Named object pointing entries
■ ■ ■ ■
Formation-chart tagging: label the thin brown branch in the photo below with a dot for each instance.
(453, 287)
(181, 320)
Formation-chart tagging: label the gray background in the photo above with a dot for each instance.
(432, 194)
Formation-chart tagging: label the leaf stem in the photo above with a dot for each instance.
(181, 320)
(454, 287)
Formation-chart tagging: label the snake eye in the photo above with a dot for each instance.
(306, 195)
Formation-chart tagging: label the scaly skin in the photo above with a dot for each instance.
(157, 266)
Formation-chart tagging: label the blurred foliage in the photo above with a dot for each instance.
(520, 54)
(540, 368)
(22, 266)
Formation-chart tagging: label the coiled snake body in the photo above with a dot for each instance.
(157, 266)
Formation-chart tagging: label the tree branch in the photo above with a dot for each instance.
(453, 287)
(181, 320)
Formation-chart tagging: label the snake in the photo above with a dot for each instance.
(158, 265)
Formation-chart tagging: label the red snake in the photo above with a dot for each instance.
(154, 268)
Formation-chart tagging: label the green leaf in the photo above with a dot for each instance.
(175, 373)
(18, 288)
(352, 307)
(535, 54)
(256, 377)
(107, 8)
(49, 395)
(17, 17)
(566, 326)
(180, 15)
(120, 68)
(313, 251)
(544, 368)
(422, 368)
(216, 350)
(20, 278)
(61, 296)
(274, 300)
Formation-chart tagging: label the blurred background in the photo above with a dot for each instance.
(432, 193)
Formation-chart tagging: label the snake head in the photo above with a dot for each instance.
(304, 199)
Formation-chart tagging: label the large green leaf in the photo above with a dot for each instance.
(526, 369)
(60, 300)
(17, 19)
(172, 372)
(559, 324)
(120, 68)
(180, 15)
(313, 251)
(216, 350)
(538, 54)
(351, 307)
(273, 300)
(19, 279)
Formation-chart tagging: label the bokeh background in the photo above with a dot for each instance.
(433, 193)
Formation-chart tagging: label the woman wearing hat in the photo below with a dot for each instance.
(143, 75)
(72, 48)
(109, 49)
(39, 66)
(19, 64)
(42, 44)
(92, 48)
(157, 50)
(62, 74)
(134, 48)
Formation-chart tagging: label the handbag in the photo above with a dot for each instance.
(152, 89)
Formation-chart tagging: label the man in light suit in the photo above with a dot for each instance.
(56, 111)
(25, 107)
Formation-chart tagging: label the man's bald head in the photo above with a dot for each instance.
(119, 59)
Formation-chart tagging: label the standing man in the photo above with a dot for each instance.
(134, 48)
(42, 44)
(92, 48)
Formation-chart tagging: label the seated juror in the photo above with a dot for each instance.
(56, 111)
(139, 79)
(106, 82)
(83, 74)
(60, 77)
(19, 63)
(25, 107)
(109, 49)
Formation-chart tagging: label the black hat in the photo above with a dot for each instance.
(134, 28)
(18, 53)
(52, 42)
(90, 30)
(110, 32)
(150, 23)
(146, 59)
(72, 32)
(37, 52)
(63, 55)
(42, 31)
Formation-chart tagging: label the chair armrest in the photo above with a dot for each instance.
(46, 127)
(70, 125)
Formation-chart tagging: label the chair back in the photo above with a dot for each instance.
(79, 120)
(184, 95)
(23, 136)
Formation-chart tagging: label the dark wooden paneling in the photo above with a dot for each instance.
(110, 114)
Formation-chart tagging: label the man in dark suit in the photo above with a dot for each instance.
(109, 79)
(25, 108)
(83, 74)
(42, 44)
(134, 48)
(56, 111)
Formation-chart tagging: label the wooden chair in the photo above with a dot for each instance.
■ ■ ■ ■
**Goal**
Find the line containing "Formation-chart tagging: label the chair armrest". Reproduce it exactly, along with every line after it through the last.

**Task answer**
Formation-chart tagging: label the chair armrest in the photo above with a dot for each instance.
(46, 127)
(70, 125)
Formation-chart tagging: label the chair back in the photo above with a dot for each instance.
(79, 120)
(184, 95)
(23, 136)
Formation-chart tagging: label the dark wooden paneling in the photo above with a dot for each instance.
(110, 114)
Formation-chart tagging: label the man in dark suit in the photo above with a dot for each instance.
(109, 79)
(25, 108)
(83, 74)
(42, 44)
(134, 48)
(56, 111)
Formation-chart tagging: label the wooden chair in the photo above with a dot for each instance.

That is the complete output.